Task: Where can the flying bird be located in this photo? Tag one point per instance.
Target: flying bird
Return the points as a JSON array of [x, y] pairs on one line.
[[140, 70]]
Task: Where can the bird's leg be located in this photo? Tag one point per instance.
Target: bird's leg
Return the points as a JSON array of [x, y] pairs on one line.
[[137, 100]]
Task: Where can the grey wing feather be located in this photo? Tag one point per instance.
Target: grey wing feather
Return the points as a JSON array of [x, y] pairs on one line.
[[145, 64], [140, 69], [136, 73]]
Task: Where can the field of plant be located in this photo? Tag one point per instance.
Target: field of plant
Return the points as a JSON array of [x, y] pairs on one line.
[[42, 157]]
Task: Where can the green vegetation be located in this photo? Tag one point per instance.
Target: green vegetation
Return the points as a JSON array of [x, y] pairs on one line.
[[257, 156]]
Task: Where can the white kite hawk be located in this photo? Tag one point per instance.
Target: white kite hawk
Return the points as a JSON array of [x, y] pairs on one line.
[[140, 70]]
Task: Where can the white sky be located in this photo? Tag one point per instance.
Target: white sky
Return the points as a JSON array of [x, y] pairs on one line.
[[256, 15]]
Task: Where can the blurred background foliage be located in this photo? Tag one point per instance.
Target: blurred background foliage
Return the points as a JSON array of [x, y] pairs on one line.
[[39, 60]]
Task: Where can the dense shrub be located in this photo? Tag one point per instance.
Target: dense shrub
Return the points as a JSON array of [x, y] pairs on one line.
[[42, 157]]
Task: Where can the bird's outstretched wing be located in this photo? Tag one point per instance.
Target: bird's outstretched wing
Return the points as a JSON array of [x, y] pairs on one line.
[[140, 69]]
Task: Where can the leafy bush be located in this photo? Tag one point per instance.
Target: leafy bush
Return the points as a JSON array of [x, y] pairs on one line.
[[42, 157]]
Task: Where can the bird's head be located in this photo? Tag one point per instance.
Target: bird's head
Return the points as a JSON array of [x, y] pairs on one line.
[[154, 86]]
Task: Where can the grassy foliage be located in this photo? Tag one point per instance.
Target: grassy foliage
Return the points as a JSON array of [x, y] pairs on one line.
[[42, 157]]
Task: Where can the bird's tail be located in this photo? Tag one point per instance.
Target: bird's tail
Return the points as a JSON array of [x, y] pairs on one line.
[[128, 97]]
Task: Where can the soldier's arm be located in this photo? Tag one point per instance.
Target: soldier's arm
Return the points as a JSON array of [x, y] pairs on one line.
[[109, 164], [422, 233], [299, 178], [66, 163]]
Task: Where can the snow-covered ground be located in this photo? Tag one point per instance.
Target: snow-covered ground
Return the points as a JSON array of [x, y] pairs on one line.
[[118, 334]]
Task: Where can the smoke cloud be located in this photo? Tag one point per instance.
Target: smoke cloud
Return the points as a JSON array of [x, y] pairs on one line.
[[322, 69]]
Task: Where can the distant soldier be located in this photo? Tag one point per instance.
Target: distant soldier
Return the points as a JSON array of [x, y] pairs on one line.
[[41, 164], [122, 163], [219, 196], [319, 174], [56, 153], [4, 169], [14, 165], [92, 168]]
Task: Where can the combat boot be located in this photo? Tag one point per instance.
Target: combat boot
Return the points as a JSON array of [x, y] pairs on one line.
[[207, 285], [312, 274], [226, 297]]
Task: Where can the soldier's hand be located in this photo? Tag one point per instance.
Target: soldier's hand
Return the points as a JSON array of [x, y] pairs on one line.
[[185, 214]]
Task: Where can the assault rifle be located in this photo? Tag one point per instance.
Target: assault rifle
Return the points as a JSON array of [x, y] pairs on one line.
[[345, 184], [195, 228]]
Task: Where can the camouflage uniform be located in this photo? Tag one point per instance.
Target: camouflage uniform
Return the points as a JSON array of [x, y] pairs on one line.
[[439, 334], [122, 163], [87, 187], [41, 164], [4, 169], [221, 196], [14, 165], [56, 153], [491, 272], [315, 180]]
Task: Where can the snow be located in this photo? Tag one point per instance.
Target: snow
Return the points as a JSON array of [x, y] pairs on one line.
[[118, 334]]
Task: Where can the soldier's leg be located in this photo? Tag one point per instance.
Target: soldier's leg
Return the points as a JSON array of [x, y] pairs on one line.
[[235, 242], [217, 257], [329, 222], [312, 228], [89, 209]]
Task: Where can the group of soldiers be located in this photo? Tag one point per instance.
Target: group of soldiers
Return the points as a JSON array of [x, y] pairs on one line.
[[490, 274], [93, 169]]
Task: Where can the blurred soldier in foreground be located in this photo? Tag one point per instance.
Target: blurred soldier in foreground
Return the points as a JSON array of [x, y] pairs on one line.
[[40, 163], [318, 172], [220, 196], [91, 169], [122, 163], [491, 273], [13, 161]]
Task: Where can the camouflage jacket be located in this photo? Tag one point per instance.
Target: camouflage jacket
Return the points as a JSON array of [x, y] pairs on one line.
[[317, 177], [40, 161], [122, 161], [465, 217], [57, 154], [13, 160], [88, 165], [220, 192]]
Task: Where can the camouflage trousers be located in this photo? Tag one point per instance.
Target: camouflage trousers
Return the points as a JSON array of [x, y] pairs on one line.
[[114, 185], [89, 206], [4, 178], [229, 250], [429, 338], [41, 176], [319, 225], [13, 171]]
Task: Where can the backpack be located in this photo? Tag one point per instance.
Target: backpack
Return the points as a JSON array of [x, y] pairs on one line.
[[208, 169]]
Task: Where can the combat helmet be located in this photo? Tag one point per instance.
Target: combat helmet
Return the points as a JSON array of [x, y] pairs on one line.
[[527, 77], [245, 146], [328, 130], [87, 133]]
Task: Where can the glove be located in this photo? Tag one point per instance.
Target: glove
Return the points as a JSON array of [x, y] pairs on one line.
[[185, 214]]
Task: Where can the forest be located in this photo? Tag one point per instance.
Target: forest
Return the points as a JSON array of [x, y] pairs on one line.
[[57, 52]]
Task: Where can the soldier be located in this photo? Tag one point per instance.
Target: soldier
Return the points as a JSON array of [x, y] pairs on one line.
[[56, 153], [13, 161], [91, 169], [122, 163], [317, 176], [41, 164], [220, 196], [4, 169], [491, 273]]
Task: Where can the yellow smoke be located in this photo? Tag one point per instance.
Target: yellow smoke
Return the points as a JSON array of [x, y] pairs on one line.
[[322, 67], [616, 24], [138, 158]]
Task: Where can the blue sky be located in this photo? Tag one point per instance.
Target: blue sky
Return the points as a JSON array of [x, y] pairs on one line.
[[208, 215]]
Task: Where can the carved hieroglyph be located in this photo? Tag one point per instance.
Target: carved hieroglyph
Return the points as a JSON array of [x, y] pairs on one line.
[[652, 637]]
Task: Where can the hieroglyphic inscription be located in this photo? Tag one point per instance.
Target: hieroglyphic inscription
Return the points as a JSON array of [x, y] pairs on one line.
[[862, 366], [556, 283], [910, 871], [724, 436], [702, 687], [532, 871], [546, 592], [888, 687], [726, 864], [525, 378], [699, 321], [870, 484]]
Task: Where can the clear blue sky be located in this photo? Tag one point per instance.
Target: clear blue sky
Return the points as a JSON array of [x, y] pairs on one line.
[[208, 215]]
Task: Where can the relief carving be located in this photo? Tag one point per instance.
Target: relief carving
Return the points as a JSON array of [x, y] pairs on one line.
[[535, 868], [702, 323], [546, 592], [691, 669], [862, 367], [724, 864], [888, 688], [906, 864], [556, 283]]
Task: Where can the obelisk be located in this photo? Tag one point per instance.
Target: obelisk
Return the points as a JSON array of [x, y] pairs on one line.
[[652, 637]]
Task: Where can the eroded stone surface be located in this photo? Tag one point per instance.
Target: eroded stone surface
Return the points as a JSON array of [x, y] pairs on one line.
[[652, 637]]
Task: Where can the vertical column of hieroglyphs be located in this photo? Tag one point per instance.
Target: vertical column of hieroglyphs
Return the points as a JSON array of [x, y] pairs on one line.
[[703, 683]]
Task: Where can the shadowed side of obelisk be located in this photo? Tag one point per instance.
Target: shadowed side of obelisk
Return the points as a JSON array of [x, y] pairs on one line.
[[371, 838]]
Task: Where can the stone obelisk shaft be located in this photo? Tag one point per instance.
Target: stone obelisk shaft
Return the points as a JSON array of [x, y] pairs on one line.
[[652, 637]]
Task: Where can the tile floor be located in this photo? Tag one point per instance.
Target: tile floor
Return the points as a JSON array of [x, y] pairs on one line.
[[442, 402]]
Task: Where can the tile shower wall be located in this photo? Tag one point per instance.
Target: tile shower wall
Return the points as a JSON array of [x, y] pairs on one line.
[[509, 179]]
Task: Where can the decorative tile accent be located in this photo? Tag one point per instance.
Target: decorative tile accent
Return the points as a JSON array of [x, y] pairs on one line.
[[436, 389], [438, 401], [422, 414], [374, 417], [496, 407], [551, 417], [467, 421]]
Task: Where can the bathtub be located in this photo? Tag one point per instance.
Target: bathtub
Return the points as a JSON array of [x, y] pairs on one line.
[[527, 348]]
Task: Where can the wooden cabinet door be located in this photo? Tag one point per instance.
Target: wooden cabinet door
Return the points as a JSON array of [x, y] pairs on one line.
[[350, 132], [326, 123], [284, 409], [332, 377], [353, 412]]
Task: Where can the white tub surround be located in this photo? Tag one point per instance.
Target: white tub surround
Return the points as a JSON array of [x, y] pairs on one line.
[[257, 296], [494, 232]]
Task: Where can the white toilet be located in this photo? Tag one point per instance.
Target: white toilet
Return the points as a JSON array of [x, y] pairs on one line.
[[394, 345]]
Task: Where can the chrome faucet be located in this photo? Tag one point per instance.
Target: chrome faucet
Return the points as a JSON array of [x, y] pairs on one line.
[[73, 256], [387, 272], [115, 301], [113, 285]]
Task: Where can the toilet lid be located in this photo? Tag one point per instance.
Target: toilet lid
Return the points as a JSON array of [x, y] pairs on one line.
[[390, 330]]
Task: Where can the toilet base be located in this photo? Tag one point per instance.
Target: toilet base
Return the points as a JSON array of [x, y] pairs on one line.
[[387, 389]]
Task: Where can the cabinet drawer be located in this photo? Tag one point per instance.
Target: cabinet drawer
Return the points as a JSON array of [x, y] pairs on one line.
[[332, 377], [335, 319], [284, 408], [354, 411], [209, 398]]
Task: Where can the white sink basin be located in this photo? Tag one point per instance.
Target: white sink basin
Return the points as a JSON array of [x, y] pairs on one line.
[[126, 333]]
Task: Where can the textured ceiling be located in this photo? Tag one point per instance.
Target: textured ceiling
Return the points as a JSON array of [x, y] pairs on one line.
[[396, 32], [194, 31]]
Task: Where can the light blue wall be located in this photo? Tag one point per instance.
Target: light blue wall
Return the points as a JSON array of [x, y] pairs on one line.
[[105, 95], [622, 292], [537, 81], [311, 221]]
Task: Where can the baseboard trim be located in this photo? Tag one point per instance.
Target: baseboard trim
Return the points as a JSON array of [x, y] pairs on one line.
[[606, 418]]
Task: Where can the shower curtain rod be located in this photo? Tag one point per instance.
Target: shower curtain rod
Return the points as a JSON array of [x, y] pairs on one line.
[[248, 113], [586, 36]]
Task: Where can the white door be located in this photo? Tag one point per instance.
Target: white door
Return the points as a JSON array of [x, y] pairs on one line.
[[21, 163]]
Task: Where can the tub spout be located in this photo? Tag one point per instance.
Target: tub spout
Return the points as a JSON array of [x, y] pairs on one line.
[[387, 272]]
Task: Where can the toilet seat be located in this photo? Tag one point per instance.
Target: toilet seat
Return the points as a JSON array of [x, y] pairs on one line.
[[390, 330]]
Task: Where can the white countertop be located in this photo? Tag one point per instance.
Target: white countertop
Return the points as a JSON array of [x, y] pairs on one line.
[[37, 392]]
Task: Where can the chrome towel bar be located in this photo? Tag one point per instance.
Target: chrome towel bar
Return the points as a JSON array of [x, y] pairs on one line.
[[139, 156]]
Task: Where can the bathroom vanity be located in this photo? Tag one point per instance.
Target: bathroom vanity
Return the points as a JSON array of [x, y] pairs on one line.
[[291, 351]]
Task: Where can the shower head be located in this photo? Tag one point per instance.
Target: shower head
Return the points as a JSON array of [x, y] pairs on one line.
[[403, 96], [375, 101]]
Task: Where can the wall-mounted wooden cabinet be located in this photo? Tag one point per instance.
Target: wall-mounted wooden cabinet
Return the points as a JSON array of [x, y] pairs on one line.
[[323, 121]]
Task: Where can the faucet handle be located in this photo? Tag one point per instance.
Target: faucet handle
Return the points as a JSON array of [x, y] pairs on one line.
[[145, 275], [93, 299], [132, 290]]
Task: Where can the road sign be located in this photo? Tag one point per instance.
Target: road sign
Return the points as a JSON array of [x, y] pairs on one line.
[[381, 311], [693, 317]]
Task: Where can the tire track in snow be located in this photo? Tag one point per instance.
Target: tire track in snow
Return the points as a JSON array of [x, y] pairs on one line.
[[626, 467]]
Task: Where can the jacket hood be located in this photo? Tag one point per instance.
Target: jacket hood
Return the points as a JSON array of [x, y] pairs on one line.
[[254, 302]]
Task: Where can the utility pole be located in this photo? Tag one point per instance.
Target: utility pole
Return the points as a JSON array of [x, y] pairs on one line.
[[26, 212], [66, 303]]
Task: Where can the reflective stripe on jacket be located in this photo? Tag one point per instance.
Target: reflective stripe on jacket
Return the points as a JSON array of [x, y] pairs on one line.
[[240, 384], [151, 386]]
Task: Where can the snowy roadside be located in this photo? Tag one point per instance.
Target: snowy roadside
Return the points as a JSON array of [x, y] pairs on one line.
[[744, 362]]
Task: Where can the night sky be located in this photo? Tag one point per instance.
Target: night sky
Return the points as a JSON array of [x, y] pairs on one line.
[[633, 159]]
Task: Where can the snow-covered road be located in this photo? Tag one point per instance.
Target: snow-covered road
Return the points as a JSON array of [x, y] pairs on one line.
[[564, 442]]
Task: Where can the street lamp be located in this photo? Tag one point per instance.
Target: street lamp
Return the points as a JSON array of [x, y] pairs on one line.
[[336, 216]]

# # # # #

_Stated task_
Only the lines from the one with "Task: Where can the reflective" through the end of the material are wanted; copy them exactly, both ends included.

_Answer to the problem_
Task: Where can the reflective stripe on jacket be located in this photo? Tag one point per instance.
Target: reflective stripe on jacket
Return the points as a JSON array of [x, y] pairs on one line.
[[240, 384], [151, 386]]
Task: Where can the snowy roadside be located in this photo? Tag one point per instance.
Target: snowy roadside
Return the points as a JSON array of [x, y] pairs on one line.
[[744, 362]]
Task: Where can the night sky be located in this photo? Tag one point per instance.
Target: night sky
Return the points as a JSON array of [x, y] pairs on one line.
[[633, 159]]
Task: Where can the snow-covered road be located in this photo? Tag one point per instance.
Target: snow-covered road
Return the points as a JSON array of [x, y] pairs on one line.
[[564, 442]]
Task: Where can the street lamp be located in this photo? Tag one point per instance.
Target: street lamp
Return the points as a JSON array of [x, y] pairs on one line.
[[336, 216]]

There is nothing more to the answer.